WORK TO BE COMPLETED:
Could you rewrite the stretch of data from the line containing "[point] at the unopened" through the line containing "(1000, 365)", substituting "closed bud" for "unopened bud" and changing nothing else? Leave the pictures out.

DATA PROVIDED:
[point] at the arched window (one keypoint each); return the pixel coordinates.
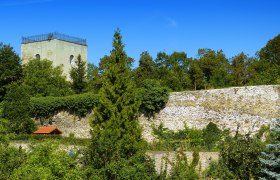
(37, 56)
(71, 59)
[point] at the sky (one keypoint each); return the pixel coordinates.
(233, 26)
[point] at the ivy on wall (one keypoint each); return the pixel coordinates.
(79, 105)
---
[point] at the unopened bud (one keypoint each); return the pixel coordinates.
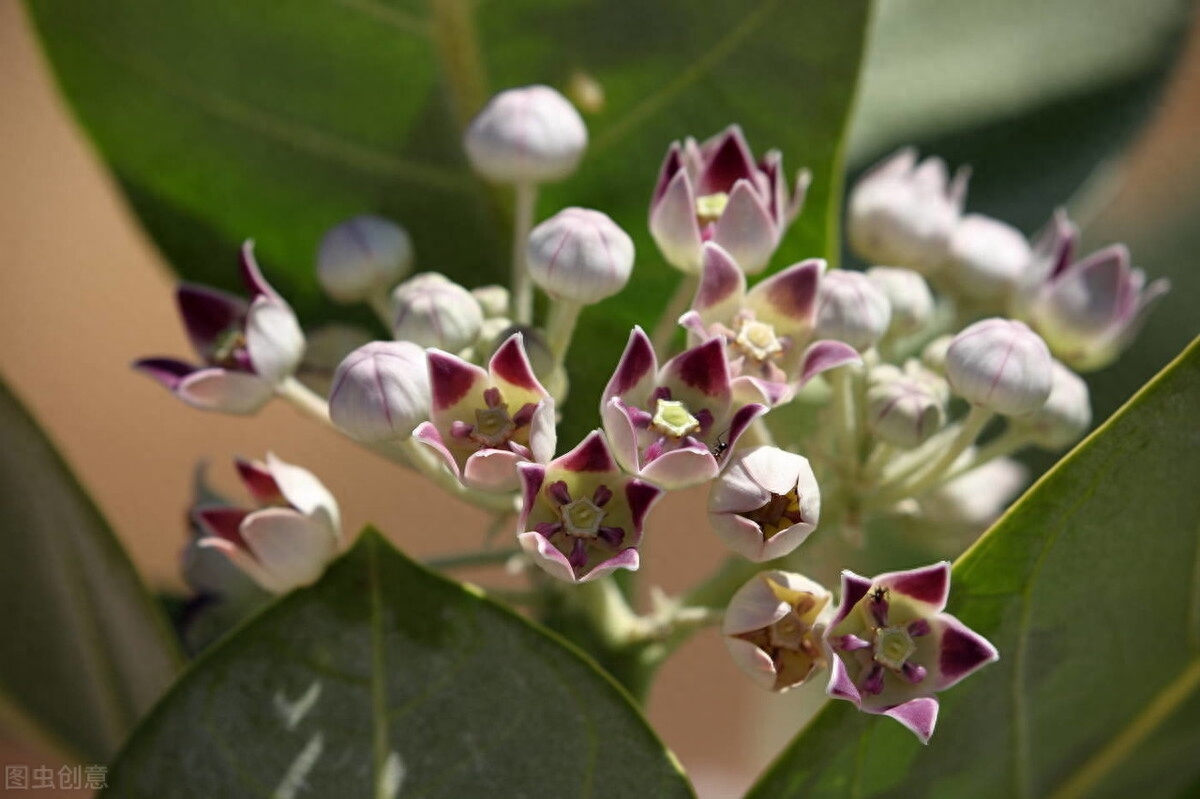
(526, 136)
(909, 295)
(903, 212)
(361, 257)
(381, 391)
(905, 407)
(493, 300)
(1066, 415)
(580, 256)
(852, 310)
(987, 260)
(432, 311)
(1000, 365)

RESPONSE TO THE EXERCISE:
[point] at the closed bud (one keypoint each); return the pixel coordinates.
(526, 136)
(909, 295)
(903, 212)
(361, 257)
(381, 391)
(905, 407)
(493, 300)
(1066, 415)
(580, 256)
(852, 310)
(987, 260)
(432, 311)
(1000, 365)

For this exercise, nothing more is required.